Extract the full set of records that follows, word for word.

§ Records to process
************

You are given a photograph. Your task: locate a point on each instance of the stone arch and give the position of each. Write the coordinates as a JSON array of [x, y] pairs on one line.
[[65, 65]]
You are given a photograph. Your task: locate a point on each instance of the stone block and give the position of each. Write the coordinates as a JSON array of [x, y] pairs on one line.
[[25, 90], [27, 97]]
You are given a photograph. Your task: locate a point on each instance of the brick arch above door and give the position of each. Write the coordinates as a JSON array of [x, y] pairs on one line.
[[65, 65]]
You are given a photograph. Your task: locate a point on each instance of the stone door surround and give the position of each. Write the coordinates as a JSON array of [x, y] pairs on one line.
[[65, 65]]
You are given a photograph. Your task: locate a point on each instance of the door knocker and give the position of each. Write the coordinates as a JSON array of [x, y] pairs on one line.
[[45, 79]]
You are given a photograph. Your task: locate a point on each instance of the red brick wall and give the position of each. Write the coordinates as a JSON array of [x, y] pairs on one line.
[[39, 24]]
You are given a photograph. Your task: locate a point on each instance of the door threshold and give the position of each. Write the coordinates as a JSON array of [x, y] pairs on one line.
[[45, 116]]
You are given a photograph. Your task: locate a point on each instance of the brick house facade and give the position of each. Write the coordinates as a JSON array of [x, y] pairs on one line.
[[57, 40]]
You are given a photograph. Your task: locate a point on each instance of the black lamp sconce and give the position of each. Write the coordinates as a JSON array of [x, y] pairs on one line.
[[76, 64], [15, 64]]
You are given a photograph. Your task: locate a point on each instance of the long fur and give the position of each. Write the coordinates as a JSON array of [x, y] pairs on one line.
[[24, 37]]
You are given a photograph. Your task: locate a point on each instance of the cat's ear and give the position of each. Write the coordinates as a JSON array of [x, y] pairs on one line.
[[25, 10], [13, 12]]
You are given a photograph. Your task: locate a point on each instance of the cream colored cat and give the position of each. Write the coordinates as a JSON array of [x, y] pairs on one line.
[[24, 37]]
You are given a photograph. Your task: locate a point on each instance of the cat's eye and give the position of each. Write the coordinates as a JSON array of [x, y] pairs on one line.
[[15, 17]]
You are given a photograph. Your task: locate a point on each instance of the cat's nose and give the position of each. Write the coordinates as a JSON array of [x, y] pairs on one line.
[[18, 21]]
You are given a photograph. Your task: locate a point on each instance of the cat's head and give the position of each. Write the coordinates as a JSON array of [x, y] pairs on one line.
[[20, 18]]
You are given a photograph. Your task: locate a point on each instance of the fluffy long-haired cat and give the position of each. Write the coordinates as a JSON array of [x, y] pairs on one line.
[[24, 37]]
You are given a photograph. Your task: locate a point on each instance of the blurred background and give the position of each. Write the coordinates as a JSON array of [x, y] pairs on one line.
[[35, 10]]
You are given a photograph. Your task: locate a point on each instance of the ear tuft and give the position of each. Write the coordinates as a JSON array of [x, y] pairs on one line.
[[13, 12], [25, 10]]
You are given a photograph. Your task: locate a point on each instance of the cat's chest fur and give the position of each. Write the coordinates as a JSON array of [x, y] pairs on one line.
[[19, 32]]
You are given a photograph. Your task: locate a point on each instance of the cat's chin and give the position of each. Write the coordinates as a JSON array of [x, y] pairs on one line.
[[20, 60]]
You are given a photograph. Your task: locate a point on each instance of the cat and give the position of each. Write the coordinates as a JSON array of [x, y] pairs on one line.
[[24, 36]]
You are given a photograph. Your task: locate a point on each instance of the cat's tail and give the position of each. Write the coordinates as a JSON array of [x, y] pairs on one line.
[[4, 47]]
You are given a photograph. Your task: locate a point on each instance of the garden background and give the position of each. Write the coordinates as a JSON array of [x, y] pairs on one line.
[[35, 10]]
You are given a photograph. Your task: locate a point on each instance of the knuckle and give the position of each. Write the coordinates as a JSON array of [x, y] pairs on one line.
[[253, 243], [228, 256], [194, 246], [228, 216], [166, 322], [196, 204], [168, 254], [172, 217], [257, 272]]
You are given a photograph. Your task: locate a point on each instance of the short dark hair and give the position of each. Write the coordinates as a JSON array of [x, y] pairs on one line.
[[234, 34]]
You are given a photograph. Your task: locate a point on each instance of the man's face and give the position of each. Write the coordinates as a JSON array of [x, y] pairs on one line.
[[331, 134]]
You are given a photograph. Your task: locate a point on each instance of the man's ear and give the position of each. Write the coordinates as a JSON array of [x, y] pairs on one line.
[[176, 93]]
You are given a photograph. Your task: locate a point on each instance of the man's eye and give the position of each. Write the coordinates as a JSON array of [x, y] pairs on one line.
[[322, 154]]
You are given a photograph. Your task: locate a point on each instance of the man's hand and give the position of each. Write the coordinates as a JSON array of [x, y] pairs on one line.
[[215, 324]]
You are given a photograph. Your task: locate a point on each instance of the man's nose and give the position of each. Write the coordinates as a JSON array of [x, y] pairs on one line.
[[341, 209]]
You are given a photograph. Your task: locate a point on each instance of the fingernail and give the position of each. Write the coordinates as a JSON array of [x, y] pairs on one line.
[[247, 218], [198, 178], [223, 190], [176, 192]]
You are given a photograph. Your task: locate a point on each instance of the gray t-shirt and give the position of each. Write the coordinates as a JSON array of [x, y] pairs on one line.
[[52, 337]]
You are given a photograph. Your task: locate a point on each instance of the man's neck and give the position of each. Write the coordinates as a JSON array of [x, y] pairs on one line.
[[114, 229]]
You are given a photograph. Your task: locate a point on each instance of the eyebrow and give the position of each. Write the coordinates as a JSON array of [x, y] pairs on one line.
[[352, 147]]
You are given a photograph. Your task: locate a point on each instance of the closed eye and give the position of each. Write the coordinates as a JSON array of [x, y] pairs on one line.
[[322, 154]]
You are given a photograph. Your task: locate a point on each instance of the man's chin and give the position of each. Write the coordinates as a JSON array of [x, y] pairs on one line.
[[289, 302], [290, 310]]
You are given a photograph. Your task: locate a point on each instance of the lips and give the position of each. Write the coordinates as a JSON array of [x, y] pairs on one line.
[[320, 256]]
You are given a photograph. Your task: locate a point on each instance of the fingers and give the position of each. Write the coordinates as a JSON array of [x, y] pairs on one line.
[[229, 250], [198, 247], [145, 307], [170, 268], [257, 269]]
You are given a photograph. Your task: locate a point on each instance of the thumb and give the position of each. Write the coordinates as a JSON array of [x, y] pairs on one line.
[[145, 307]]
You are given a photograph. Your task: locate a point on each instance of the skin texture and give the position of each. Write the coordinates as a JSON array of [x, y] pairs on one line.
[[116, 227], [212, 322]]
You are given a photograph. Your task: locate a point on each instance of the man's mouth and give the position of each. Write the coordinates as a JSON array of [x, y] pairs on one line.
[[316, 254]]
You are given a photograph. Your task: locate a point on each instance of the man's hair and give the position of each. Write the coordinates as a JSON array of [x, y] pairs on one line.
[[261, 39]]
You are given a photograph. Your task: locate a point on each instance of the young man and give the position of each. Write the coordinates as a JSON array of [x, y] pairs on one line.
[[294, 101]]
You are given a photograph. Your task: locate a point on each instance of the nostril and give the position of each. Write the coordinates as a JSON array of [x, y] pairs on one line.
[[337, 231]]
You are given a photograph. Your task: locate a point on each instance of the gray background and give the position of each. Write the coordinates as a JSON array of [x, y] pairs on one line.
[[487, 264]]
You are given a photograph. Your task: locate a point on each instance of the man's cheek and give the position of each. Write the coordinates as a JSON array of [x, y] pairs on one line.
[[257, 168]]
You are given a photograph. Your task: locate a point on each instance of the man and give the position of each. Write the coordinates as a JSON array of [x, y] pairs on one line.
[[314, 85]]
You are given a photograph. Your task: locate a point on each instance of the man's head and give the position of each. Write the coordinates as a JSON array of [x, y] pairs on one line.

************

§ Answer for this exercise
You are given a photograph. Your task: locate a point on each instance of the stone arch and give the position of each. Write the coordinates as a JSON array of [x, y] pairs on one line.
[[65, 65]]
You are given a photograph. Your task: locate a point on each instance of the stone block and give the position of each. Write the coordinates as a JSON array of [x, y] pairs on one line.
[[25, 90], [27, 97]]
You are given a photograph. Your task: locate a point on each instance of the brick arch above door and give the position of each. Write the coordinates as a JSON array of [x, y] pairs on one line.
[[65, 65]]
You are given a photograph. Your task: locate a point on each instance of the stone door surround and give the position of each. Write the coordinates as a JSON array of [x, y] pairs on one line.
[[65, 65]]
You are given a photograph. Your task: locate a point on each instance of the door knocker and give the position of each. Write the coordinates as a JSON array of [x, y] pairs on one line.
[[45, 79]]
You are given a photograph. Your task: locate a point on each instance of the red brick wall and give the position of each. Write the coordinates as a JSON array of [x, y] pairs on one line.
[[39, 24]]
You are given a photograph. Your task: locate a point on each instance of the door threshold and give the position of each. Write the coordinates as a JSON array of [x, y] pairs on one line.
[[45, 116]]
You are given a photograph. Your task: locate a point on each instance of the brick house facade and give the position of each. Write the coordinates as a JSON array of [x, y] pairs on one line.
[[57, 40]]
You are given a photograph. Your task: locate a point on each instance of the black lamp sconce and give the position of each. Write the coordinates as a JSON array of [x, y] pairs on one line.
[[76, 64], [15, 64]]
You are given a photograph. Your task: locate a point on each instance of the long fur and give the position of each. Write the coordinates as a JSON array of [x, y] pairs on one line.
[[24, 37]]
You are given a photograph. Your task: locate a point on each instance of the cat's ear and give the position of each. Write the coordinates as a JSON array of [x, y] pairs on one line.
[[25, 10], [13, 12]]
You are given a photograph. Your task: locate a point on each instance of the cream colored cat and give the position of each. Write the coordinates as a JSON array of [x, y] pairs on one line.
[[24, 37]]
You are given a photograph. Your task: locate a point on each instance of the cat's eye and give the position of each. Write the coordinates as a JSON array of [x, y] pairs on one line.
[[15, 17]]
You are given a photograph. Your task: locate a point on each instance of the cat's nose and give the position of each. Write the coordinates as a JSON array of [x, y] pairs on one line.
[[18, 21]]
You are given a photograph. Your task: locate a point on each instance of the cat's head and give the position of each. Write the coordinates as a JSON array of [x, y] pairs on one line.
[[20, 18]]
You are given a photograph. Your task: locate a point on each instance of the fluffy long-haired cat and give the position of each. Write the coordinates as a JSON array of [x, y] pairs on one line.
[[24, 37]]
You are given a photograph. Your task: locate a point on each instance of the blurred background and give the position of each. Write the coordinates as a JSON array of [x, y] pairs on one line.
[[35, 10]]
You are given a photograph. Your task: locate a point on each instance of the ear tuft and give the position of each. Write the coordinates as a JSON array of [x, y] pairs on one line.
[[13, 12], [25, 10]]
You are given a photograph. Your task: locate a point on each instance of the cat's chest fur and give the position of each. Write the coordinates as a JSON array of [x, y] pairs on one line.
[[19, 32]]
You are given a photograph. Your task: locate a point on each instance of the cat's chin and give the position of each. Write the coordinates as a JSON array of [x, y] pairs on one line.
[[20, 60]]
You are given a photograph. Your task: locate a point on each instance of the cat and give the position of each. Write the coordinates as a JSON array of [x, y] pairs on one line.
[[24, 36]]
You are given a photograph. Your task: locate a point on each instance of the cat's tail and give the position of each. Write the coordinates as a JSON array of [x, y] pairs on one line.
[[4, 47]]
You are given a photograph. Your task: locate a point on each instance of the garden background and give the position of each. Write the coordinates as a JSON array of [x, y] pairs on one line.
[[35, 10]]
You are given a photograph. Your task: locate a point on each instance of the knuckle and give the position of each. Write the coordinates as a JSON array of [x, y] pairs on one line.
[[253, 243], [228, 256], [194, 246], [228, 216], [166, 322], [196, 204], [168, 254], [172, 217], [257, 272]]
You are given a photograph. Your task: locate a point on each instance of the short dark hair and give the position of each. Write the coordinates as a JSON array of [x, y] pairs on one line.
[[234, 34]]
You are given a photograph. Your task: locate a point on each instance of the man's face and give the position of each. Write the coordinates as a JSON array of [x, y] pairs on one line.
[[331, 134]]
You are given a photograph. Your task: locate a point on each instance of the man's ear and give the position of each. Write the coordinates as a JSON array of [x, y] pairs on one line.
[[176, 93]]
You are given a photograph. Your task: locate a point on each instance of the man's eye and give the position of each. Write the coordinates as a JSON array of [x, y] pairs on one line.
[[322, 154]]
You are given a photograph. Your task: locate a point on each instance of the man's hand and give the position of each. Write the coordinates as a JSON array of [x, y] pairs on one line.
[[215, 324]]
You are given a photograph. Your task: locate a point on each instance of the man's nose and give the position of each. Write the coordinates as a JSON array of [x, y] pairs on one line.
[[341, 209]]
You are given a photograph. Your task: locate a point on each instance of the fingernail and give the position of each. Write the coordinates as a JSON array of [x, y] pairs on one line.
[[247, 218], [198, 178], [223, 190], [176, 192]]
You are given a photograph. Your task: locate a point on each instance of the gray t-shirt and give the position of each. Write the coordinates as a JSON array of [x, y] pairs on one line.
[[52, 337]]
You are given a photograph. Your task: locate a point on each instance of the man's neck and give the position of each. Write the coordinates as a JSON array of [x, y] pairs on one line.
[[114, 229]]
You are given a photograph. Your task: locate a point on each instance of the eyebrow and give the position of each. Write the coordinates as a JSON array of [x, y] pairs on one line.
[[352, 147]]
You are given a photograph. Your task: locate a point on each instance of the closed eye and give the position of each. Write the coordinates as a JSON array of [x, y] pairs on one line.
[[322, 154]]
You are given a photograph. Your task: locate a point on each instance of the man's chin and give the position of each. Write the coordinates as a JSON array of [x, y] pairs on one line.
[[289, 302], [290, 310]]
You are given a photograph. Your task: locate a point on each instance of the lips and give the position of each. Write the coordinates as a JSON array of [x, y] pairs on one line.
[[320, 256]]
You are given a photograph. Your task: locate a point on each instance of the fingers and give the position of each. Write the coordinates as a JSON array of [x, y] pairs on one line.
[[229, 250], [198, 247], [145, 307], [170, 268], [257, 269]]
You are given a photograph. Your task: locate a point on each instance of the thumb and give the position of each. Write the coordinates as a JSON array of [x, y] pairs on one line.
[[145, 307]]
You are given a photograph. Your task: locate a point on each instance of the skin texture and give the position of each. Write the coordinates as a JSON array of [x, y] pairs on one line.
[[116, 227], [212, 322]]
You are given a photograph. Your task: locate a point on each instance of the man's mouth and give the position of each. Write the coordinates as a JSON array of [x, y] pairs on one line.
[[316, 254]]
You are given a photograph. Your task: locate a point on each instance of the man's hair and give the position of each. Write the coordinates as a JSON array of [x, y] pairs on one line.
[[261, 39]]
You are given a photograph. Your task: locate a point on each instance of the young man and give the position of each. Write the coordinates as a JSON array of [x, y] pairs on one line.
[[294, 101]]
You are given a photograph. Your task: locate a point on each instance of the nostril and give the position of each. Write the coordinates as a JSON array of [x, y] pairs on one line.
[[337, 231]]
You are given a photograph. Your task: locate a point on each instance of the gray background and give the position of each. Write the coordinates as a JSON array of [x, y] pairs on one line.
[[487, 264]]
You are given a photograph. Your task: locate a point on each instance of the man's cheek and give the position of each. Write the coordinates as a JSON array of [x, y] pairs on one line.
[[257, 168]]
You are given a photograph. Your task: locate a point on each instance of the man and give the position of each. Write the coordinates as a JSON array of [x, y] pairs on one line.
[[314, 85]]
You are given a photograph. Your task: locate a point on each instance of the man's head and give the position of each. Write the coordinates as a JSON array of [x, y] pairs on one line.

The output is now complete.